** PASSAGE TO READ follows **

I needed a new battery and the charger for B&D 14.4v unit. $45 battery & $55 for the charger. Looking around the store I found another kit - drill, saw, light with 2 batteries and a charger for $105. Guess which I bought. The new charger lasted maybe a year. I now use a different charger that is more robust, ie has a fuse, the batteries are not as strong as new and I was thinking of trying out the battery rebuild service that The Source offers locally.
Pierre


----------



## SEK_22Hornet (Nov 18, 2013)

Can't speak for the Sears stuff, but I have been using the Ryobi for several years and have no problem with it.  One of the things that made me buy it in the first place is the wide choice of batteries and other tools that use the same system - string trimmers, drills, impacts, saws, etc.  NiCd or Li Ion.  Batteries are a lot cheaper to replace as well, especially if you buy two packs.  I am just about fully LI Ion now and love them.  If you are using them around the house, they are just fine.  If you are using them 8 hours a day, consider the Rigid line, since they will replace the batteries for free, if you register the tool and keep a copy of the receipt. Of course those options only work if you have a HD store handy. However, I'm certainly not saying DeWalt is bad....To get back on topic, you can use individual cells, but be sure to buy the kind that have tabs welded on them.  You can pick your price range and capacity if you do rebuild them yourself.  Last time I saw a sears battery price, I beleive it was pretty pricey, so rebuilding might work out well.  I have bought cells from a company called All battery with good results. If you can solder, you can probably rebuild it yourself.  Take a look inside the pack and you will soon know if you want to tackle it yourself or not. As for the temp sensor being used to determine full charge, I believe you find that most chargers use a voltage / charge current curve to detect full charge rather than temperature - using temperature is a good way to ruin a cell in a hurry bu over charging. The temp sensors are usually used as safety devices to prevent overcharging. Oh - and it's not usually a good idea to try to replace one or two cells, as this can cause other cells to over or under charge due to mismatched internal resistance of the old and new cells, since they are charged and discharged in series.

Dan


----------



## itsme_Bernie (Nov 21, 2013)

Sorry about the late response- VoltmanBatteries.com!!  That's who I used and they were great.  



Bernie


----------



## itsme_Bernie (Nov 28, 2013)

I haven't used this company, but had their link:

http://www.wcbatteryrebuilders.com


----------



## davidh (Nov 28, 2013)

in my past business I serviced batterys for my contractor customers.  I even built a battery "tab welder" with couple gawd awful big capacitors, diodes and switches.  most of it fits in a empty computer tower. a fun project to say the least.   actually I still have it.  but it needs about 16VDC and I don't yet have a power supply that will go that high.  two neat little probes and a foot switch to trigger the diode to zap the big capacators.  quite a jolt that could cause serious harm.

I purchased the batterys pac's from a place in calif. that assembled the pac's and I just had to do a smalll amount of connecting when I installed them in the cases.  

interesting idea I had, going into the rebuild business by obtaining the single cells and spot welding them in the proper array. . . cost on batterys was really low if ya wanted to spend a couple grand on batterys, so I abandoned that idea.  but I did find the sources where they were reasonably priced.

** End of PASSAGE TO READ **

WHAT THE TASK ASKS
Answer these questions about the battery forum thread above:
(a) What did the kit with a drill, saw, light, two batteries and a charger cost?
(b) Which company does the Nov 21, 2013 post name as the one that was used?
(c) About how much voltage does the homemade battery tab welder need?

** PROVIDED RECORDS follows **

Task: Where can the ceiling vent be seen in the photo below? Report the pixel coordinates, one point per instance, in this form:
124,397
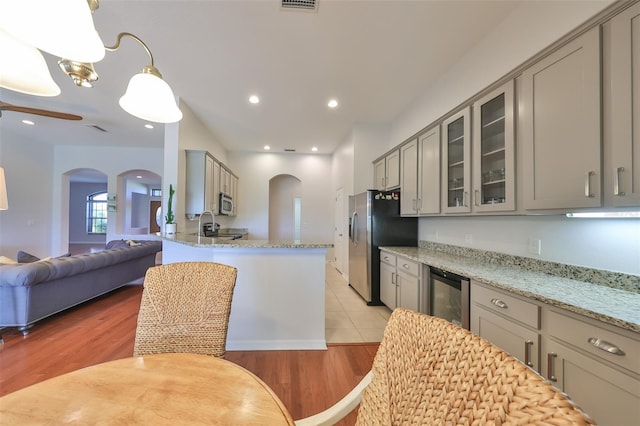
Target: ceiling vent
308,5
95,126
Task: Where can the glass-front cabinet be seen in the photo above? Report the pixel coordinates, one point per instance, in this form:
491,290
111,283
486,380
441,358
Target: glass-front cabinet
493,153
456,155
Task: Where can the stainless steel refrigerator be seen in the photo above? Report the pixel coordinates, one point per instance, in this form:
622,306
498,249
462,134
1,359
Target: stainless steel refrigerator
375,221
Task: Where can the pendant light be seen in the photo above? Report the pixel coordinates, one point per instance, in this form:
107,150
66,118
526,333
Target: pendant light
23,68
63,28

** End of PROVIDED RECORDS **

THE ANSWER
(a) $105
(b) VoltmanBatteries.com
(c) About 16VDC